• _TRECHO DO TEXTO_

.....

A casa da esquina - pt.1
Fundada em 2019, a Mesquita da Luz recebe, regularmente, de 10 a 20 pessoas

A casa da esquina - pt.1

A história da mesquita islâmica que funciona em uma casa na Vila Monte Alegre, Zona Oeste de Ribeirão Preto

Era mais uma tradicional casa de esquina na Vila Monte Alegre, Zona Oeste de Ribeirão Preto. Tijolinhos na fachada e o portão de grades bege voltado para o cruzamento das ruas Tenente Catão Roxo com a Coronel Camisão. Não esperava encontrar nenhuma arquitetura que destoasse do restante do bairro, mas em alguns devaneios pensei que talvez surgisse uma cúpula dourada assim que eu cruzasse a Avenida do Café.

 

O que diferenciava a casa de tijolinhos eram três estandartes pendurados do lado de fora com os dizeres “Mesquita da Luz” e o CNPJ do local abaixo. Apertei a campainha a figura de Amr surgiu na varanda. Com um aceno de mão sereno fez menção para que eu entrasse. O pouco que eu sabia da cultura muçulmana era de que eu não poderia entrar no local de oração de sapatos, essa gafe eu não passei, mas não escapei de outras que viriam logo mais.

 

O meu anfitrião era Amr Galal Abdelraheem Ibrahim, o iman da Mesquita da Luz, a pessoa incumbida de conduzir as orações e orientar sua comunidade em questões religiosas, éticas e até educativas. Amr é egípcio e está no Brasil há cerca de oito anos a estudos. Ele é doutorando em bioinformática na Universidade de São Paulo (USP) de Ribeirão Preto, onde desenvolve pesquisas no ramo da genética.

 

Fundada em 2019, a Mesquita da Luz recebe, regularmente, de 10 a 20 pessoas. "Têm muitos muçulmanos na cidade, mas a mesquita é pequena, um pouco longe. Além disso, a oração de sexta-feira – o sermão principal – ocorre durante o horário de trabalho", justifica o iman.

.....

• _REGISTROS FORNECIDOS_
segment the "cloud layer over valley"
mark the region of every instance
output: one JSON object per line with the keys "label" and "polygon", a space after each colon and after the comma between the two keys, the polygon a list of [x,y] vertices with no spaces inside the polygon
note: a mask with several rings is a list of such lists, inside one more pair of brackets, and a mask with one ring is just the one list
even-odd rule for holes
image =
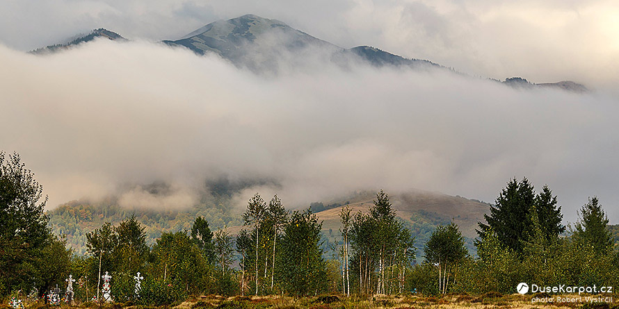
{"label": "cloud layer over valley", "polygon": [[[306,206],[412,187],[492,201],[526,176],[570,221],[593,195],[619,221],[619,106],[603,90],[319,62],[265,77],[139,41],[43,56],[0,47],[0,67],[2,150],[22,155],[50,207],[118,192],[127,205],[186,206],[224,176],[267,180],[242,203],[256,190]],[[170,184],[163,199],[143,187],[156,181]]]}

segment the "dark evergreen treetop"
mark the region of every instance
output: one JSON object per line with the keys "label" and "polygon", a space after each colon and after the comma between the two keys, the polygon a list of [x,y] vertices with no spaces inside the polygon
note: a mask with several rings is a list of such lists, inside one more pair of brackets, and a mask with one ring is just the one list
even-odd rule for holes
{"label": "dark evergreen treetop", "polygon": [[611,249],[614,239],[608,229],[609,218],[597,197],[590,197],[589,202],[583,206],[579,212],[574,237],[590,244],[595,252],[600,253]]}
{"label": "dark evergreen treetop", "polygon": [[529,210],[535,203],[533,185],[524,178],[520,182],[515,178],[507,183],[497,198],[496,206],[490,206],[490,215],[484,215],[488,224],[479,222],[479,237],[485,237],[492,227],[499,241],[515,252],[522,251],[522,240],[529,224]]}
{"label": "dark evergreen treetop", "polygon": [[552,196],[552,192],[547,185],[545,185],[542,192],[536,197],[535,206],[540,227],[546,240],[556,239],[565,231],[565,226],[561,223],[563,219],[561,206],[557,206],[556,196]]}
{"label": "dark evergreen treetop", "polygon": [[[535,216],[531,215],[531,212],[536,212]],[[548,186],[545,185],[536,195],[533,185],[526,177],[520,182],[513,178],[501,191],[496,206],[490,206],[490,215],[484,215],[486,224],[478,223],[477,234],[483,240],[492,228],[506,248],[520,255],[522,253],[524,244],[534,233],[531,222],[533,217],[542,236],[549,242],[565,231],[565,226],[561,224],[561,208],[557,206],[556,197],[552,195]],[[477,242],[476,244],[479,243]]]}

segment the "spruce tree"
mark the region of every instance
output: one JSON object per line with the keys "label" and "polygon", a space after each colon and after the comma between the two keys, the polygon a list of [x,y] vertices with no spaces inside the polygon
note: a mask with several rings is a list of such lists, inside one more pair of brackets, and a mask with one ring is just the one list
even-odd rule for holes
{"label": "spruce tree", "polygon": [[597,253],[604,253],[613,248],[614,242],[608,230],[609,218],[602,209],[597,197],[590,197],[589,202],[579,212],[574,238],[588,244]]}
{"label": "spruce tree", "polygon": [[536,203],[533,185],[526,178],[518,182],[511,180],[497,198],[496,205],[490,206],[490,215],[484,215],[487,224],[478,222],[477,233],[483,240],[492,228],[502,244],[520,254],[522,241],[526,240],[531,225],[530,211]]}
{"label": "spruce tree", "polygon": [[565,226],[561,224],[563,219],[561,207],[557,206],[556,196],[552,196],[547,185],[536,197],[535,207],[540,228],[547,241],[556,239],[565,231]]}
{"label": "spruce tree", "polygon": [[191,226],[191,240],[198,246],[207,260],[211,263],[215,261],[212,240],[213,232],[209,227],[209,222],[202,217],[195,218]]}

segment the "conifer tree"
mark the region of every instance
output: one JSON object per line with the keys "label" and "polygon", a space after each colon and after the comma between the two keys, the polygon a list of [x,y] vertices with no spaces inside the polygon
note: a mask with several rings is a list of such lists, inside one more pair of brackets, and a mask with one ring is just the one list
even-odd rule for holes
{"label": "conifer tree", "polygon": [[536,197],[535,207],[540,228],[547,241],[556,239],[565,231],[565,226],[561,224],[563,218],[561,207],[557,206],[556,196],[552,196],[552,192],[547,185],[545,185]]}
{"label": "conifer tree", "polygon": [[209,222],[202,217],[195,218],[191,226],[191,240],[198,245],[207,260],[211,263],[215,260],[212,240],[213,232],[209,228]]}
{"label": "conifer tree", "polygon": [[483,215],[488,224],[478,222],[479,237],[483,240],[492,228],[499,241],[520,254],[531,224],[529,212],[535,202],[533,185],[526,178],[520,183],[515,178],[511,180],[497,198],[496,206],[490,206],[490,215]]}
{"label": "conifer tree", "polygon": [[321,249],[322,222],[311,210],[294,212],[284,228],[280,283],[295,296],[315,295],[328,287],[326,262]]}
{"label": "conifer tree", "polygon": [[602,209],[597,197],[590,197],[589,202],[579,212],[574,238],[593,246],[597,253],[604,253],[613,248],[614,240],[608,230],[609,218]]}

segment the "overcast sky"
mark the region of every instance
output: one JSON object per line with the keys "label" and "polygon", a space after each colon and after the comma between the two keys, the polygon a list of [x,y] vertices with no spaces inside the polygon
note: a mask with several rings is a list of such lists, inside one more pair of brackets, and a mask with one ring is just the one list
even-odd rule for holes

.....

• _EXERCÍCIOS_
1. Em que ano foi fundada a Mesquita da Luz, segundo o texto sobre a mesquita?
2. Prossiga com o texto sobre a Mesquita da Luz a partir do ponto em que ele termina.

• _RESPOSTAS DOS EXERCÍCIOS_
1. A Mesquita da Luz foi fundada em 2019.

2.
O templo é mantido com o apoio dos frequentadores, mas já recebeu apoio da Mesquita de Barretos, a primeira do interior paulista, construída na década de 1960. Os tapetes que forram o chão da mesquita em Ribeirão Preto foram doados pelo templo barretense.

 

Após tirar os sapatos, saí da varanda e entrei na sala onde eram realizadas as orações. A sensação foi de entrar em outro país. Saí de uma varanda tão corriqueira em tantas outras casas brasileiras, para um sala coberta por tapetes vermelhos, com formas geométricas. A luz era amarelada e amena. As paredes eram repletas de estandartes com instruções, em português e árabe, para as orações e ensinamentos dos profetas e de Allah.

 

No fundo da sala, três mulheres conversavam. Elas usavam o hijab, a vestimenta tradicional muçulmana que cobre todo o corpo, mas deixa o rosto exposto. Já Amr, estava trajado com o jubba, uma túnica branca que cobre todo o corpo, e o kuffi, uma espécie de "touca" branca na cabeça.

 

Em mais um aceno, ele pediu para que nos sentássemos no chão para darmos início à entrevista. A nossa conversa será dívida em blocos porque nesse dia era realizada a jummah, a tradicional oração de sexta-feira. Nessa ocasião, os muçulmanos rezam em congregação ao invés das orações habituais.

 

Na nossa primeira conversa, Amr me contou sobre sua pesquisa na USP e formação acadêmica. Além da graduação em Agronomia e especialização em genética, o iman também é graduado em ciências do Alcorão e ciências religiosas na Arábia Saudita, algo próximo de uma formação em teologia no ocidente.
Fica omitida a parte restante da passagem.